Copy out the records below, replacing "put a marker" with "place a dot" every time it appears and leaving everything else unchanged.
★ ★ ★ ★ ★ ★ ★
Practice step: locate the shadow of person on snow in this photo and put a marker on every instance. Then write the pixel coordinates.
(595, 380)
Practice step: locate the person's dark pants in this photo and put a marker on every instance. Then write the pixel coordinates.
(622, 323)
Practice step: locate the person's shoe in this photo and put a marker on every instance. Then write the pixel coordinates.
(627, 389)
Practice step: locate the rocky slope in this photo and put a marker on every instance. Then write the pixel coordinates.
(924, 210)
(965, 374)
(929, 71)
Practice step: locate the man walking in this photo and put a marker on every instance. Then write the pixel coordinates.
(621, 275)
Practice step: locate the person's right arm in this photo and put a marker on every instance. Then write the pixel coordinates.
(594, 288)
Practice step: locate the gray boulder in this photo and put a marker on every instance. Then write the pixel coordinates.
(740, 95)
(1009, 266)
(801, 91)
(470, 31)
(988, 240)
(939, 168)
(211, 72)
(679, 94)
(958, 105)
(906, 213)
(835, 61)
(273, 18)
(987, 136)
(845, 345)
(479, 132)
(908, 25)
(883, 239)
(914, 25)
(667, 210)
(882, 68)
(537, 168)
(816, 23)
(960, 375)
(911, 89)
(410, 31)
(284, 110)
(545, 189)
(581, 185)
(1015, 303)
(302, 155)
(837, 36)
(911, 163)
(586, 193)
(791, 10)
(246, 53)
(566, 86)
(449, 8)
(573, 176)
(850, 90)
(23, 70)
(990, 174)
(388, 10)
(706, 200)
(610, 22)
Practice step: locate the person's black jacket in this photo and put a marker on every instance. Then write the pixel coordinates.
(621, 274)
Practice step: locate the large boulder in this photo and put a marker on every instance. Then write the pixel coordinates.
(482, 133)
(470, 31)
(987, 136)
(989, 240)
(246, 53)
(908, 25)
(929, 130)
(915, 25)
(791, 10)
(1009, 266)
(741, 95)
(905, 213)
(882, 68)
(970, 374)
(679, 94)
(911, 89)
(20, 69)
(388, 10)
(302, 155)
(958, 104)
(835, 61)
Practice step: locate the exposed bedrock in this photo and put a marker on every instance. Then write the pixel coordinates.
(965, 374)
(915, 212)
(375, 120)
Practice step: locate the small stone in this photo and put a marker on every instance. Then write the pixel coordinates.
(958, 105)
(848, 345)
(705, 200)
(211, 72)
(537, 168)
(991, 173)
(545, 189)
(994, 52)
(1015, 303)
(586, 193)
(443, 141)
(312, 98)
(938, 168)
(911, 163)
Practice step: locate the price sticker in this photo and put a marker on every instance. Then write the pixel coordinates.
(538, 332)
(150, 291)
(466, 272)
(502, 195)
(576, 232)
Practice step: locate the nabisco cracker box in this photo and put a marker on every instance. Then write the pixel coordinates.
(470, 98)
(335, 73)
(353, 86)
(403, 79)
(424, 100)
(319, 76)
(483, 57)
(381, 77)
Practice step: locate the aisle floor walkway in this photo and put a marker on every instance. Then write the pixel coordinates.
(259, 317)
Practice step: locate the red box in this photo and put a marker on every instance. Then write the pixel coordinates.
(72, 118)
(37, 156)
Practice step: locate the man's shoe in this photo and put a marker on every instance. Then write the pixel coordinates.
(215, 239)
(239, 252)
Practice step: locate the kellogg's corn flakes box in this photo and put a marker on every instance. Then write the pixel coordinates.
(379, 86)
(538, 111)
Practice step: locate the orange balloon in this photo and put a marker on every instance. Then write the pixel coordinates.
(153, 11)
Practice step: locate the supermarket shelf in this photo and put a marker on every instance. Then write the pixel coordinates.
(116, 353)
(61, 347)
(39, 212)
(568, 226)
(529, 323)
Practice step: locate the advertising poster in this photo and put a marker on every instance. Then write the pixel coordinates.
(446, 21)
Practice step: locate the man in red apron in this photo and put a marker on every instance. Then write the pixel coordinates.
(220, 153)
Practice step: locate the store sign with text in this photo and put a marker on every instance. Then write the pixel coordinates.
★ ★ ★ ★ ★ ★ ★
Exercise response »
Practice step: locate the shadow of person on snow in this photo and place a dot on every instance. Then write the pixel coordinates.
(595, 380)
Practice step: locate the person's dark pants in this photo and place a dot on every instance. Then write the pixel coordinates.
(622, 323)
Practice step: locate the person's shoe in this photo and place a dot on every instance. Then write the pixel coordinates.
(627, 389)
Practice step: locate the rocky slope in this photo and place a dot on every instance. Then write the pixel coordinates.
(924, 210)
(965, 374)
(929, 71)
Practice step: locate the man walking in this photo and place a dot on every instance. Then write the pixel coordinates.
(621, 275)
Practice step: locate the person's right arm in this photo and place a dot on every instance. Then write the pixel coordinates.
(594, 288)
Practice step: locate the gray boulder in this photo and place a dot on every instance. Then write the pixel coordinates.
(740, 95)
(1009, 266)
(801, 91)
(470, 31)
(988, 240)
(939, 168)
(211, 72)
(679, 94)
(958, 105)
(906, 213)
(835, 61)
(273, 18)
(987, 136)
(845, 345)
(479, 132)
(908, 25)
(883, 239)
(914, 25)
(667, 210)
(882, 68)
(537, 168)
(816, 23)
(960, 375)
(911, 89)
(410, 31)
(284, 110)
(545, 189)
(581, 185)
(1015, 303)
(302, 155)
(837, 36)
(911, 163)
(586, 193)
(791, 10)
(246, 53)
(566, 86)
(449, 8)
(573, 176)
(850, 90)
(23, 70)
(990, 174)
(388, 10)
(706, 200)
(610, 22)
Practice step: locate the person's black jacket in this photo and place a dot on every instance. Then write the pixel coordinates.
(621, 274)
Practice step: locate the large boulder in this photo and place a dot on every instance. Then write the pixel coordinates.
(482, 133)
(470, 31)
(987, 136)
(989, 240)
(246, 53)
(908, 25)
(929, 130)
(915, 25)
(791, 10)
(1009, 266)
(741, 95)
(905, 213)
(882, 68)
(970, 374)
(679, 94)
(911, 89)
(20, 69)
(388, 10)
(302, 155)
(958, 104)
(835, 61)
Practice step: locate the exposed bedrock in this photo and place a dot on every instance. Then write the pixel coordinates.
(965, 374)
(915, 212)
(375, 120)
Practice step: locate the small stone in this photo and place a dot on every instance. Then write the pixel coordinates.
(958, 105)
(848, 345)
(705, 200)
(211, 72)
(537, 168)
(991, 173)
(545, 189)
(994, 52)
(1015, 303)
(586, 193)
(443, 141)
(312, 98)
(938, 168)
(911, 163)
Practice step: locate the price sticker in this photo and place a dot on every instance. Then write the pixel coordinates.
(538, 332)
(150, 291)
(466, 272)
(502, 195)
(576, 232)
Practice step: locate the nabisco cracker box in this photo and place a dot on every instance. Then write the pixel coordinates.
(470, 98)
(335, 73)
(353, 86)
(403, 79)
(424, 100)
(319, 76)
(483, 57)
(381, 77)
Practice step: locate the aisle floor walkway in this photo and place a dot on every instance. Then write the pixel coordinates.
(259, 317)
Practice step: locate the red box in this photo and place a dot on every instance. Then write the pixel coordinates.
(72, 118)
(37, 156)
Practice step: locate the man's shoe in this photo and place a dot on every instance. Then write the pixel coordinates.
(215, 239)
(239, 252)
Practice step: locate the kellogg's corn flakes box in this photo and place a dot on every instance. Then write the pixel coordinates.
(379, 86)
(538, 111)
Practice step: locate the orange balloon in this photo and place a dot on every instance. Then write the pixel coordinates.
(153, 11)
Practice step: locate the supermarket shelf in this photo and place a dot on every instance. Then write the pixel coordinates.
(116, 353)
(61, 347)
(39, 212)
(568, 226)
(529, 323)
Practice step: locate the advertising poster in this photo and place a dot on every instance. Then write the pixel coordinates.
(446, 21)
Practice step: locate the man in red apron in this photo and place a dot on every instance. Then write the pixel coordinates.
(220, 153)
Practice step: locate the store sign with text in this photo and place a dot on every instance. Then write the pixel coordinates.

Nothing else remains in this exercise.